* _Your goal_
Return all the lines below, exactly as they read.

START Information supplied

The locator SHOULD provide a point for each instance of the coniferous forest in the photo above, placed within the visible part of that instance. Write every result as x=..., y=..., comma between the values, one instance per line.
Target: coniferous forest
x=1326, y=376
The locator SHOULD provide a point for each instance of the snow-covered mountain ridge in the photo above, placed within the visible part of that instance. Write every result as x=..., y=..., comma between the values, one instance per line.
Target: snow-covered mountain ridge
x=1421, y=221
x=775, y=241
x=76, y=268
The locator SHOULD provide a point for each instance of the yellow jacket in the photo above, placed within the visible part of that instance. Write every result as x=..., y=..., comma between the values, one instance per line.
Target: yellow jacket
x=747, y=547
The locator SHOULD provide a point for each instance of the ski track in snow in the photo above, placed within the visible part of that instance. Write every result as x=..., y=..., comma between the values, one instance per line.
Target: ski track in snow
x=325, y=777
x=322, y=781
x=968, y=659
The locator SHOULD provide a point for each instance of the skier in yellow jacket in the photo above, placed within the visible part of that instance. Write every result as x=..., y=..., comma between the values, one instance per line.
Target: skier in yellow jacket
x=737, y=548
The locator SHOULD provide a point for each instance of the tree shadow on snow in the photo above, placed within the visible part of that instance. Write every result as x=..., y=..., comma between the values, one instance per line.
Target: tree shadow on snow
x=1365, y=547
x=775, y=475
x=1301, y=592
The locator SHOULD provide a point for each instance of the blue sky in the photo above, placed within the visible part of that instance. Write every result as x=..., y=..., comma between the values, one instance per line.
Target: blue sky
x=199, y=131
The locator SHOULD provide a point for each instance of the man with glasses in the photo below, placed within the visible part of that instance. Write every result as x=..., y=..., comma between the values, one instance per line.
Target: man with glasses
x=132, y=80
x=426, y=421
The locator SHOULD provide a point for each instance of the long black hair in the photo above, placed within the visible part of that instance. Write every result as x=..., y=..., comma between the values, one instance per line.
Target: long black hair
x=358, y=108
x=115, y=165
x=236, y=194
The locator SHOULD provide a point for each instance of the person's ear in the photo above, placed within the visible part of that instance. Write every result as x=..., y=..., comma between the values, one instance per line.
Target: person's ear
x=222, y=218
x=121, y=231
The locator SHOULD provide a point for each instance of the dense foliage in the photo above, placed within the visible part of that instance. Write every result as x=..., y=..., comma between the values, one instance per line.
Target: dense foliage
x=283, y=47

END Information supplied

* _Answer to this task_
The locator SHOULD provide a point for each instance of the coniferous forest in the photo above, placed within the visible part of that instance. Write every result as x=..., y=..., comma between the values, one instance per line.
Target: coniferous forest
x=1326, y=376
The locator SHOULD provide a point for each instance of the snow-covered mountain ridge in the photo above, placed within the visible part of that instance. Write every result as x=..., y=..., comma between the values, one instance per line.
Target: snow-covered mountain ridge
x=1421, y=221
x=775, y=241
x=76, y=268
The locator SHOULD provide a point for each instance of the yellow jacket in the photo above, placed within the visible part of that instance. Write every result as x=..., y=..., comma between the values, one instance per line.
Target: yellow jacket
x=747, y=547
The locator SHOULD provide a point for each instance of the ski track in snow in the photo above, placed within the visible part of that instance. Write every result as x=..., y=..., comma between the values, one instance per line.
Target: ski track in snow
x=325, y=777
x=322, y=781
x=968, y=659
The locator SHOULD provide a point for each instance of the skier in yellow jacket in the photo above, placed within the visible part of that instance. Write every result as x=..., y=..., comma between the values, one instance per line.
Target: skier in yellow jacket
x=737, y=548
The locator SHOULD provide a point for each instance of the tree shadow on snow in the photo above, placed within the visible part of that instance. Write every result as x=..., y=..., comma between the values, one instance per line.
Target: tree shadow on snow
x=1365, y=547
x=775, y=475
x=1301, y=592
The locator SHOULD provide a point for each instance of the blue sky in the photo above, placed within the visible part of that instance. Write every result as x=..., y=..., comma between the values, one instance per line.
Target: blue sky
x=199, y=131
The locator SHOULD provide a point for each instance of the man with glasses in the photo below, placed within the visible part of that instance. Write every result as x=..., y=..., comma between the values, one instance per line.
Target: man with glasses
x=132, y=80
x=426, y=421
The locator SHOULD provide a point for each instance of the long black hair in the photo above, placed within the visible part of that instance. Write every result as x=..., y=..., comma between the values, one instance per line.
Target: long black hair
x=358, y=108
x=115, y=165
x=236, y=194
The locator SHOULD provide a point for each instance of the person's ear in the photo above, placed within the visible part of that instance. Write every result as x=..., y=..., comma between the values, one instance per line.
Target: person's ear
x=222, y=218
x=121, y=231
The locator SHOULD provide a point for each instance of the dense foliage in the photo above, placed within the visible part of that instance. Write every result as x=..., y=..., comma between the values, one instance per line.
Target: dense foliage
x=283, y=47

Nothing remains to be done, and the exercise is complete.